AIM OF THE EXERCISE: Begin at the line that has "I'm trying to find any small" and stop after the last line of the records. Write out every line in that span again, requests included, and shift each bounding box coordinate in the answers by -42.
-*-
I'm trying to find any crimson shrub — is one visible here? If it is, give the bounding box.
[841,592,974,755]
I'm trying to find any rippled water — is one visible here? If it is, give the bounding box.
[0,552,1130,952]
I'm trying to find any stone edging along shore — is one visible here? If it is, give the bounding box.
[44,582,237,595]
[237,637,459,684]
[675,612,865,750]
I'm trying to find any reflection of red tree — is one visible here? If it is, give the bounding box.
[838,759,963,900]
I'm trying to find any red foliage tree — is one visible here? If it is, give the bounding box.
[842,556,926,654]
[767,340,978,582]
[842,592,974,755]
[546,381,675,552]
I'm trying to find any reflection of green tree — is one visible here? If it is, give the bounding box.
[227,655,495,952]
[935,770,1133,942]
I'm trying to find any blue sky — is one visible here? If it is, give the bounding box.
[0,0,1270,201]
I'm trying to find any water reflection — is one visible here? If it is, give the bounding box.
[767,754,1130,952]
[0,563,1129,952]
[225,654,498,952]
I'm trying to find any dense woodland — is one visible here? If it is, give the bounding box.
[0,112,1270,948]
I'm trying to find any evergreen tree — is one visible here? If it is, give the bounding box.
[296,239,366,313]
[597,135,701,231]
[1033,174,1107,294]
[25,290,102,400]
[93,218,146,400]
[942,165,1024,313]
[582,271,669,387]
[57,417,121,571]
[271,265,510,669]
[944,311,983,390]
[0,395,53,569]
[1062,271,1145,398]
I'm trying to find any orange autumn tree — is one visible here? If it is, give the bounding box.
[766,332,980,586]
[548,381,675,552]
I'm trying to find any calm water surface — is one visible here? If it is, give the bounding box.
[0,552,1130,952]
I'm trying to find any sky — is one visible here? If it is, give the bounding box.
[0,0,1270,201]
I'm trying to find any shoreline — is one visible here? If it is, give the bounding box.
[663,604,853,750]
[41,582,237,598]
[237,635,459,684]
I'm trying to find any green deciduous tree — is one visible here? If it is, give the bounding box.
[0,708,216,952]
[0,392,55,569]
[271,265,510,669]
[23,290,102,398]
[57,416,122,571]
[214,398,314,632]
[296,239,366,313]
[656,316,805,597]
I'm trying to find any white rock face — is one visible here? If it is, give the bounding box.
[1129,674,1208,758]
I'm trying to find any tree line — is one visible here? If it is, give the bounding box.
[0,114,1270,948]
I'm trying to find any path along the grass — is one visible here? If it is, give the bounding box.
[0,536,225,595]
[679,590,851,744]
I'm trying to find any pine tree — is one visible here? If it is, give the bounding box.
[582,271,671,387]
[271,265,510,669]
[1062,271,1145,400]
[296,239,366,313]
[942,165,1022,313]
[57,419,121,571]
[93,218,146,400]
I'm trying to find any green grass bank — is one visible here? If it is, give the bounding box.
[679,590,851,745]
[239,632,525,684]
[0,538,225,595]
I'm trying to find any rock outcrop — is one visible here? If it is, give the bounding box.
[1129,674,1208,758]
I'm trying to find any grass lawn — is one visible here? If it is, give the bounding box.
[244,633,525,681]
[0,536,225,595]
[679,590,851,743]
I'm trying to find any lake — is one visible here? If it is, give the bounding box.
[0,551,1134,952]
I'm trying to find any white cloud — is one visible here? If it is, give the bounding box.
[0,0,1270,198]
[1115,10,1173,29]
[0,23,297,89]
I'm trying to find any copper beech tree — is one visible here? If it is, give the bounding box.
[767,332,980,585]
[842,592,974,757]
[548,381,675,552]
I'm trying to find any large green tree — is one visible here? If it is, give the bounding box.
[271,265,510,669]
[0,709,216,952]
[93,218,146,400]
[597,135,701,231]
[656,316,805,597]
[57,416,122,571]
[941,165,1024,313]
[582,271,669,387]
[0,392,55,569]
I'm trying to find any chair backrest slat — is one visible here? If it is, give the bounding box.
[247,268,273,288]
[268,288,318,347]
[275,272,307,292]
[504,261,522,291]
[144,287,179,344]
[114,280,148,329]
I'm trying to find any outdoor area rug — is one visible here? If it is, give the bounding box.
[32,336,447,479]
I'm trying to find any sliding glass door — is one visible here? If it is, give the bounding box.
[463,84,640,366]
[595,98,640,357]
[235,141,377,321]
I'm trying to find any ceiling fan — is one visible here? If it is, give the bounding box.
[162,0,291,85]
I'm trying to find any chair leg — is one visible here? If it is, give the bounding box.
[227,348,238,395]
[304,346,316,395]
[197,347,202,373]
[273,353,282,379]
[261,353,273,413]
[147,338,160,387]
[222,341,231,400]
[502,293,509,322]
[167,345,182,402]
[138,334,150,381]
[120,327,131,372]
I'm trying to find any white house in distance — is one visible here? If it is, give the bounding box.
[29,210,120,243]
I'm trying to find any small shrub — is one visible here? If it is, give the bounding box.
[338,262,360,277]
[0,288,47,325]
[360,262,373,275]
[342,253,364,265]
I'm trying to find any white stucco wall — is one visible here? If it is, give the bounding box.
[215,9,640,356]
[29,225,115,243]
-*-
RESPONSE TO THE TASK:
I'm trying to find any small shrub — is one visible here? If it is, give the bounding box.
[296,220,318,235]
[-42,246,5,283]
[318,220,331,233]
[300,211,322,223]
I'm trying to find any white stucco wall — is one visible here? If it is, give the bounding box.
[173,-33,598,314]
[-13,183,73,201]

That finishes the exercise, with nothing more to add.